> **Stated exercise 1**
Reproduce the listing word for word, starting with the line that contains "Every instance of the wooden railing" and continuing through the last line of the listing.

> **Document text**
And that’s a great segue to this final kind of piece here. Where you get related is from is three things. And it’s kind of a light medium and robust from left to right. So shared time, where you’re just spending time with someone, it does a little bit, gives you a little bit of relatedness. Shared experiences where you’re actually doing something together and you’re experiencing activity or some kind of thing together gives you much more relatedness. The strongest form of relatedness is shared goals. And there’s quite a lot of research on this. We’ve talked about it a lot over the years. Shared goals really create strong in-group.
And so, ideally, with a diverse team, what you want is people to actually challenge each other to actually be working harder to be uncomfortable that way, but to have a strong sense of connectedness in terms of the goals that they’re working on and everyone being on board with that. So that’s another way to think about it. Very good.
I think we’ll get to the closing chapter, because that’s kind of the guts of today’s session. I think there’re some really important insights in here. The cliff notes to summarize, I think, is connection really, really matters. And particularly in a crisis where things are uncertain, we don’t feel a lot of control. Feeling connected to your organization is going to be really, really important. Let’s dig in and challenge that. How do we stay connected to people?
So first of all, we have a big growth mindset practice working with some incredible organizations on activating this across their business. And I really started to notice fixed and growth mindset in people’s beliefs about connecting people. And I definitely heard like a lot of people’s pining for the old days for in-person work saying, “If only we were together, we could be connected. This is terrible. These meetings are perfunctory. It just feels like no one’s there. It’s just not the same,” right? But I hear a real fixed mindset in that. Versus, “You know what? Platforms are here to stay. If even 10% or 20% of your company are working from home, you need to be on platforms a lot. So how about we work out the upside of platforms and really, really leverage those and make those really work for us?”

> **Data lines**
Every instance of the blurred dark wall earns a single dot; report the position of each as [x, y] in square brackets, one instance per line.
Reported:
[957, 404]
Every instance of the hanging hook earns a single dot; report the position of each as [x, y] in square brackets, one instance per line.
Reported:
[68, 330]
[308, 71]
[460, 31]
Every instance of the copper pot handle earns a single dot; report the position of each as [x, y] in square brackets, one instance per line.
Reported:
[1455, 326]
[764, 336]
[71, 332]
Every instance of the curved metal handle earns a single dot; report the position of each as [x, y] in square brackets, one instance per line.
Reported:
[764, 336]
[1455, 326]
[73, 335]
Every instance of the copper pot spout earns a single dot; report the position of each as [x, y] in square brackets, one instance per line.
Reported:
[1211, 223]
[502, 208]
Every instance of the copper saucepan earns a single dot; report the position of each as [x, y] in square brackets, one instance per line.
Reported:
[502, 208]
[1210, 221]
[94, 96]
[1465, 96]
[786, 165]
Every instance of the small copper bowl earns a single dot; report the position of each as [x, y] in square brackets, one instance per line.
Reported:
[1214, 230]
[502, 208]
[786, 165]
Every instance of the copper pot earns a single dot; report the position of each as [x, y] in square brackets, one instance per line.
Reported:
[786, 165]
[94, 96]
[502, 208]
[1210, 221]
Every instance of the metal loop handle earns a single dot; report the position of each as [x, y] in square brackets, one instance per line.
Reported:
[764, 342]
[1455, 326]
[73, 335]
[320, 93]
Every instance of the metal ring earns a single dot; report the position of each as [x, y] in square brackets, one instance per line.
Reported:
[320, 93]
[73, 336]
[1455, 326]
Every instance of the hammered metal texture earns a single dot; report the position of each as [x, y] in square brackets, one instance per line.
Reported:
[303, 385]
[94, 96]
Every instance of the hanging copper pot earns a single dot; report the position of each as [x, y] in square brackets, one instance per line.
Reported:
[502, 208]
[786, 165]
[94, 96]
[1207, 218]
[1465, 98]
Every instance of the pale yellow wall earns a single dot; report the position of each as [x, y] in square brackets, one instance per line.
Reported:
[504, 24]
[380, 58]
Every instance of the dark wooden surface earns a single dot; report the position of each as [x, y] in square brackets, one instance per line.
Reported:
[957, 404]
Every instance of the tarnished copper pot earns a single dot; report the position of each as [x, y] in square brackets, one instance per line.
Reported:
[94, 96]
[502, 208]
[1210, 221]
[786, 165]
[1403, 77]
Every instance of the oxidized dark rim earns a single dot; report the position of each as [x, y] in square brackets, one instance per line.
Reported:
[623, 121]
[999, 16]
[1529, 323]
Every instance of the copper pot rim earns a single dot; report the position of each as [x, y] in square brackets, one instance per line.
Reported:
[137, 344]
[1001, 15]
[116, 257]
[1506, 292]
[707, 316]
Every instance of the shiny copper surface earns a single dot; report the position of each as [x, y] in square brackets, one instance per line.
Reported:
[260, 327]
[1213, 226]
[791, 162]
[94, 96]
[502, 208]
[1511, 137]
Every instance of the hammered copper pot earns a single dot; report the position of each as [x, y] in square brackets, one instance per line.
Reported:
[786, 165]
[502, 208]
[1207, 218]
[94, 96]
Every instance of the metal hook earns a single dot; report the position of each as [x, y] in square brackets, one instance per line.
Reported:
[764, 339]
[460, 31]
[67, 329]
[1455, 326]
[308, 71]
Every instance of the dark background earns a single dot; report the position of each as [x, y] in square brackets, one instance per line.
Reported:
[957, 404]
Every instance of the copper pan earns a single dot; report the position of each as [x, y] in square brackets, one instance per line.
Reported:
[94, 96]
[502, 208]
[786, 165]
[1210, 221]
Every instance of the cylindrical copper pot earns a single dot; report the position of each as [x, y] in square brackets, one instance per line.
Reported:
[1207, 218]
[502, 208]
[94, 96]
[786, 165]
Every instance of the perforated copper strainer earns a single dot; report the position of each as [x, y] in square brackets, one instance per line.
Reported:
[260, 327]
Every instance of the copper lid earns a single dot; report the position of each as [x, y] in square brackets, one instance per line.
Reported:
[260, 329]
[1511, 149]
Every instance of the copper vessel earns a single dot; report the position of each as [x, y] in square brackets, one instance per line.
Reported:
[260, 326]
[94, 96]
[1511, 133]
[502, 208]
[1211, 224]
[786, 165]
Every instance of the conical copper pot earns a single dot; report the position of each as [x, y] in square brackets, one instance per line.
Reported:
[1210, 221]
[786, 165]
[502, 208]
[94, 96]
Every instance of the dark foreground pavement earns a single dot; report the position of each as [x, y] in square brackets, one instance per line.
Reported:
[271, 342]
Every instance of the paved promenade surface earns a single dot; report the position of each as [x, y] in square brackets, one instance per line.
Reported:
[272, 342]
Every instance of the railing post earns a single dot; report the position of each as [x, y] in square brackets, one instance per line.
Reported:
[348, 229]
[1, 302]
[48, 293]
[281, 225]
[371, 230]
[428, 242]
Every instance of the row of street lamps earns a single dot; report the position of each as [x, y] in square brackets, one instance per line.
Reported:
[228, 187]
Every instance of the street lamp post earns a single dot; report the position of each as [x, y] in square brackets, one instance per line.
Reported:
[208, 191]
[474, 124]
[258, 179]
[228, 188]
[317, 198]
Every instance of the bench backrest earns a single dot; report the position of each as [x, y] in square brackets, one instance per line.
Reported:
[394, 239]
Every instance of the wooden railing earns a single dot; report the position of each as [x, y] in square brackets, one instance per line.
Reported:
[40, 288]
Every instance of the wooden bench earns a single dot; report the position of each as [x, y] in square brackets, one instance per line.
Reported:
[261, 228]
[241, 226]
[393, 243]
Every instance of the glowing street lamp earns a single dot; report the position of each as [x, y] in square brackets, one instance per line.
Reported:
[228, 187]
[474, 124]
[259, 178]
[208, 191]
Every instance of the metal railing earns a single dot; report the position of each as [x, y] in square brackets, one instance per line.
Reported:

> **Stated exercise 2**
According to the transcript on workplace connection, what three things does relatedness come from?

> **Result 1**
Every instance of the wooden railing earns a single dot; report the position of each as [x, y] in square brackets, one instance per line.
Reported:
[40, 288]
Every instance of the wooden bench earns a single dot; report the position of each as [x, y] in square brackets, one instance per line.
Reported:
[261, 228]
[241, 226]
[393, 243]
Every instance of the glowing street lamp earns a single dot; report the position of each as [x, y] in square brackets, one instance per line.
Reported:
[228, 187]
[474, 124]
[259, 178]
[208, 191]
Every instance of the metal railing earns a single dot; report the position of each as [x, y] in square brackets, one instance per line.
Reported:

> **Result 2**
Shared time
Shared experiences
Shared goals